Provided material:
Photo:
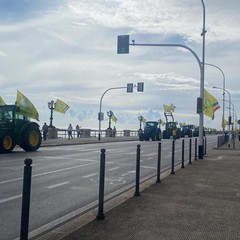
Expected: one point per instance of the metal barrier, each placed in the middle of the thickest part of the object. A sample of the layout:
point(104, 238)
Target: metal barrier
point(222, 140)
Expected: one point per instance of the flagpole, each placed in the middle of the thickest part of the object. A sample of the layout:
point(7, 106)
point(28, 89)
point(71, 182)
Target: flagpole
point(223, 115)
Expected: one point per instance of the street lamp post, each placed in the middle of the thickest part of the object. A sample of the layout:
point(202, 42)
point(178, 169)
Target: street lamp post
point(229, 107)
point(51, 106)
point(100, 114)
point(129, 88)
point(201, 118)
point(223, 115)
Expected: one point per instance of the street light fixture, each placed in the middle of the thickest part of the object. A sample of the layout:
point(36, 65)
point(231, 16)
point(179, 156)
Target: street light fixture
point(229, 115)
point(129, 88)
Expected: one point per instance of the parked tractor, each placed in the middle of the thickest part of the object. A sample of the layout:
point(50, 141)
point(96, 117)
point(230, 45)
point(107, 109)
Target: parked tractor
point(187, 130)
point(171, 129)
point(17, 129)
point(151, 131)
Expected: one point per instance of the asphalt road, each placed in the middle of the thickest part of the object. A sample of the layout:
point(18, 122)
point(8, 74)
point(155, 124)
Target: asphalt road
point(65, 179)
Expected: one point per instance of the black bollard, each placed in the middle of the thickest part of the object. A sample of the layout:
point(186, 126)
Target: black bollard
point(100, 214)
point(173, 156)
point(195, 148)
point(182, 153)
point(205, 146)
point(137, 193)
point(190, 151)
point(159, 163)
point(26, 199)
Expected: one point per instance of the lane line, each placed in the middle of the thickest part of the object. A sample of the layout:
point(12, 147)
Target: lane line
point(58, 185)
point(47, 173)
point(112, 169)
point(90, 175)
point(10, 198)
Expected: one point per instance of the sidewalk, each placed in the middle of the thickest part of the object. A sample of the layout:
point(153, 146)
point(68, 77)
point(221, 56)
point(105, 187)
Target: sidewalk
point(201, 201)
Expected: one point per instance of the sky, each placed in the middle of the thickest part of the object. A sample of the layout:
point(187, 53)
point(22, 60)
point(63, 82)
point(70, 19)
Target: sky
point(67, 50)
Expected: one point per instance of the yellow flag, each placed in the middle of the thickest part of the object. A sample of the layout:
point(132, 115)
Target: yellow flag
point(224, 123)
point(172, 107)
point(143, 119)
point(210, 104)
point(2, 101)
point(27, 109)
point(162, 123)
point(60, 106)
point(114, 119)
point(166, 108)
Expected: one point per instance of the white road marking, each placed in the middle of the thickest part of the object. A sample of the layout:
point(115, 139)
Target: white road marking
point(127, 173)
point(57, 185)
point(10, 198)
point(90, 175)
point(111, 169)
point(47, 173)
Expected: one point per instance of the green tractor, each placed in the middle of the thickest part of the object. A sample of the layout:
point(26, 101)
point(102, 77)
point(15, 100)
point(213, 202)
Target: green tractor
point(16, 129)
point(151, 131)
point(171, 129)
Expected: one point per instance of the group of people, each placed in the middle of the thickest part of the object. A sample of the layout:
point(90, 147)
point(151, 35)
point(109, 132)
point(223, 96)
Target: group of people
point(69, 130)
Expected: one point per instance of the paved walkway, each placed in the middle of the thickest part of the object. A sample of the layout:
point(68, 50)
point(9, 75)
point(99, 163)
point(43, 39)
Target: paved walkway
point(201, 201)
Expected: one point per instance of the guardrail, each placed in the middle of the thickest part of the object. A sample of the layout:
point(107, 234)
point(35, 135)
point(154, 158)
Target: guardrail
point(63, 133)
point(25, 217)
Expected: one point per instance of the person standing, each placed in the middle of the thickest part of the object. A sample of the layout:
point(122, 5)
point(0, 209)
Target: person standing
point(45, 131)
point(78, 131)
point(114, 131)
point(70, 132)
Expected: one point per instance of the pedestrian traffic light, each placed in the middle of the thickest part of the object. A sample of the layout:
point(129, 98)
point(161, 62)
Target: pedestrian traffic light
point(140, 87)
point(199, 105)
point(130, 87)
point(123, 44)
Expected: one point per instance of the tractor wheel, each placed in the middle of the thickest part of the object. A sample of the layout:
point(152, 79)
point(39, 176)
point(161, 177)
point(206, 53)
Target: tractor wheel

Exercise:
Rewrite the material above with every "thickest part" replaced by "widest part" and everything else unchanged. Leave out the pictures.

Exercise solution:
Photo:
Expected: one point per instance of the metal barrier, each placed in the middle of the widest part of the object. A sample of the layout:
point(104, 238)
Target: metal barrier
point(222, 140)
Expected: one point per instance of the flagpole, each placed in the middle of the widest part of the object. A sample of the layout:
point(7, 106)
point(28, 89)
point(71, 182)
Target: flagpole
point(223, 115)
Expected: one point per instance of the street lamp post, each placed in the middle of the widest part of the object. A sample of the layout:
point(202, 42)
point(178, 169)
Target: street lamp post
point(229, 107)
point(51, 106)
point(100, 114)
point(129, 88)
point(201, 118)
point(223, 115)
Expected: one point per instance of the street light fixture, each placed in the middle of the widest part of the object. A sample of the layout:
point(36, 65)
point(231, 16)
point(179, 156)
Target: street light fixture
point(229, 115)
point(129, 88)
Expected: one point per instance of the parked tractor, each placed in the middle of the widest part of the object. A sample of the layout:
point(50, 141)
point(96, 117)
point(230, 45)
point(107, 109)
Target: parked tractor
point(187, 130)
point(171, 129)
point(17, 129)
point(151, 131)
Expected: one point per instance of the asphalt road, each placed in the middle of the widest part of the object. A sample of the layout:
point(18, 122)
point(8, 74)
point(155, 124)
Target: asphalt road
point(65, 179)
Expected: one point per instance of the black bollard, each placed in the middle of the widest part of the object. A sample of the layout:
point(186, 126)
Target: black bollard
point(100, 214)
point(173, 156)
point(195, 148)
point(182, 153)
point(205, 146)
point(137, 193)
point(190, 151)
point(159, 163)
point(26, 199)
Expected: one point per instance of the lane line, each placed in the middle of the widest part of the object. A sample of the layout:
point(12, 147)
Target: lane line
point(58, 185)
point(47, 173)
point(112, 169)
point(90, 175)
point(10, 198)
Expected: one point per instance of the sidewalk, each placed in the middle of the widest part of the object. A sample of the layout:
point(153, 146)
point(68, 77)
point(221, 56)
point(105, 187)
Target: sidewalk
point(201, 201)
Expected: one point per instance of the sky, each placed in the middle of the widest part of the object. A sample of the layout:
point(187, 53)
point(22, 60)
point(63, 82)
point(70, 19)
Target: sky
point(67, 50)
Expected: one point per instance of the yellow flag, each placed in the middle of the widest part of the object. A sample of the layout:
point(132, 115)
Target: yellow flag
point(224, 123)
point(172, 107)
point(143, 119)
point(210, 104)
point(2, 101)
point(27, 109)
point(162, 123)
point(60, 106)
point(114, 119)
point(166, 108)
Expected: one point per instance of the white road marking, each placed in the middle of the widest part of the object. A sample of the layout:
point(115, 139)
Target: white road marking
point(127, 173)
point(57, 185)
point(10, 198)
point(90, 175)
point(111, 169)
point(47, 173)
Expected: one point per instance of the green tractor, each placed in the middle of the widest part of the object. A sample of the layout:
point(26, 101)
point(102, 77)
point(15, 100)
point(213, 202)
Target: green tractor
point(16, 129)
point(151, 131)
point(171, 129)
Expected: one point per instance of the group of people, each placed in the middle of the widest part of the object. A sample of the layout:
point(90, 147)
point(151, 35)
point(109, 132)
point(223, 96)
Target: group of people
point(69, 130)
Expected: one point per instance of the paved walkway, each placed in the middle of the widest part of the object. A sample of the layout:
point(68, 50)
point(9, 75)
point(99, 163)
point(43, 39)
Target: paved walkway
point(201, 201)
Expected: one point per instance of the guardrail, each placed in the middle of the widest part of the object. A sample of the layout:
point(107, 234)
point(35, 135)
point(154, 158)
Target: guardrail
point(63, 133)
point(25, 217)
Expected: one point per instance of the person standing, each placed in the middle of the widest part of the object. A sample of the layout:
point(122, 5)
point(0, 209)
Target: person standing
point(45, 131)
point(78, 131)
point(114, 131)
point(70, 132)
Expected: one point per instance of the pedestrian traffic light, each placed in the middle of the widest part of the object. A sample of the layout:
point(129, 98)
point(161, 62)
Target: pedestrian traffic light
point(140, 87)
point(199, 105)
point(130, 87)
point(123, 44)
Expected: one point per instance of the tractor wheel, each placed in the middle of the widest part of the object. A sample of the layout:
point(152, 79)
point(39, 176)
point(161, 177)
point(206, 53)
Target: tractor wheel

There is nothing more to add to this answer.